- _Page extract_

◇ ◇ ◇ ◇

Re: real real-time beam

Posted by Kenneth Knowles <ke...@apache.org>.
Hi Aaron,

Another insightful observation.

Whenever an aggregation (GBK / Combine per key) has a trigger firing, there
is a per-key sequence number attached. It is included in metadata known as
"PaneInfo" [1]. The value of PaneInfo.getIndex() is colloquially referred
to as the "pane index". You can also make use of the "on time index" if you
like. The best way to access this metadata is to add a parameter of type
PaneInfo to your DoFn's @ProcessElement method. This works for stateful or
stateless DoFn.

Most of Beam's IO connectors do not explicitly enforce that outputs occur
in pane index order but instead rely on the hope that the runner delivers
panes in order to the sink. IMO this is dangerous but it has not yet caused
a known issue. In practice, each "input key to output key 'path' " through
a pipeline's logic does preserve order for all existing runners AFAIK and
it is the formalization that is missing. It is related to an
observation by +Rui
Wang <ru...@google.com> that processing retractions requires the same
key-to-key ordering.

I will not try to formalize this notion in this email. But I will note that
since it is universally assured, it would be zero cost and significantly
safer to formalize it and add an annotation noting it was required. It has
nothing to do with event time ordering, only trigger firing ordering.

◇ ◇ ◇ ◇

- _Information supplied_

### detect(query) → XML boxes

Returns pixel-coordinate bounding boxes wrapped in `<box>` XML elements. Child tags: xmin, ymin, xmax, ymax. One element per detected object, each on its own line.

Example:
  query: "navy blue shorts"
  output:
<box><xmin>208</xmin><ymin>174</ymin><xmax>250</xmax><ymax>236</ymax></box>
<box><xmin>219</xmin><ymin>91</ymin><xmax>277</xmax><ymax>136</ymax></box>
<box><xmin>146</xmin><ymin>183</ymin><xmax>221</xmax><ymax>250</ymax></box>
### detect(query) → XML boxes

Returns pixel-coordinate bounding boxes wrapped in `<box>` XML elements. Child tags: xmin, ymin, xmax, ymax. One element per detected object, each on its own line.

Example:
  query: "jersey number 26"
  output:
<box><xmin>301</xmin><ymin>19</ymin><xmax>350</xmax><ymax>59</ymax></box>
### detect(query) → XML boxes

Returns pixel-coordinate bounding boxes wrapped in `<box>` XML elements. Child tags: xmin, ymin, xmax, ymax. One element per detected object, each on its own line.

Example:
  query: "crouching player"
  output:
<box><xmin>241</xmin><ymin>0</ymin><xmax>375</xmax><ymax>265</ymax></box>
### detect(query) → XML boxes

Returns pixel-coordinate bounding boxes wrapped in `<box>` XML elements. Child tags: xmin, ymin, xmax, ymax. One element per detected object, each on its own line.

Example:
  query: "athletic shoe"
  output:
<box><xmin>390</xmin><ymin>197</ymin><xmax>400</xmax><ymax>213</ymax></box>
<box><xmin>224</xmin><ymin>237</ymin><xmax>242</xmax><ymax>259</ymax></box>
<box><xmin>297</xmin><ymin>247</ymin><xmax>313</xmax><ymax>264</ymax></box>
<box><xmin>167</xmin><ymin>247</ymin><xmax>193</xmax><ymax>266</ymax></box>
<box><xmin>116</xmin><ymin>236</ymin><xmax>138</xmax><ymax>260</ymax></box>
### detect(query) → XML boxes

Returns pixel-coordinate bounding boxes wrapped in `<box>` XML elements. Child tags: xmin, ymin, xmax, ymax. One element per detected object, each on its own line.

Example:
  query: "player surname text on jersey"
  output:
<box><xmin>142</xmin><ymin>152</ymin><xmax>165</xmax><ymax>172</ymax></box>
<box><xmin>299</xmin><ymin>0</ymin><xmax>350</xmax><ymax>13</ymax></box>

◇ ◇ ◇ ◇

- _Exercise goal_
Write out the part of the Beam trigger post that begins with "Re: real real-time" and ends after "stateless DoFn.". The listing stands on its own and has nothing to do with the Beam trigger post.

- _Answer to the task_
Re: real real-time beam

Posted by Kenneth Knowles <ke...@apache.org>.
Hi Aaron,

Another insightful observation.

Whenever an aggregation (GBK / Combine per key) has a trigger firing, there
is a per-key sequence number attached. It is included in metadata known as
"PaneInfo" [1]. The value of PaneInfo.getIndex() is colloquially referred
to as the "pane index". You can also make use of the "on time index" if you
like. The best way to access this metadata is to add a parameter of type
PaneInfo to your DoFn's @ProcessElement method. This works for stateful or
stateless DoFn.